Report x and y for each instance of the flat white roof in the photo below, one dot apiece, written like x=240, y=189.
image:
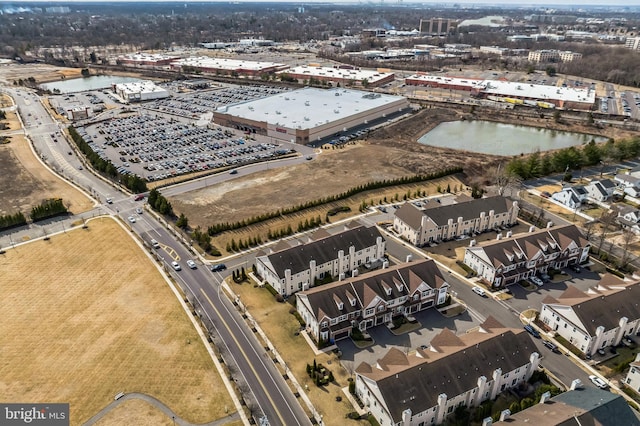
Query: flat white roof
x=224, y=64
x=371, y=75
x=309, y=107
x=144, y=86
x=539, y=91
x=512, y=88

#### Task to complete
Scale the listing above by reproducing every line, requests included, with each x and y coordinate in the answers multiplied by 0.6 and rounded to a whole number, halves rounded up. Keep the numbers in the requests as they are, and leave the pictures out.

#### The solution
Report x and y for each instance of the flat white roof in the photo below, one dot apiece, written like x=240, y=189.
image:
Query: flat white roof
x=134, y=38
x=223, y=45
x=185, y=64
x=86, y=52
x=323, y=55
x=307, y=53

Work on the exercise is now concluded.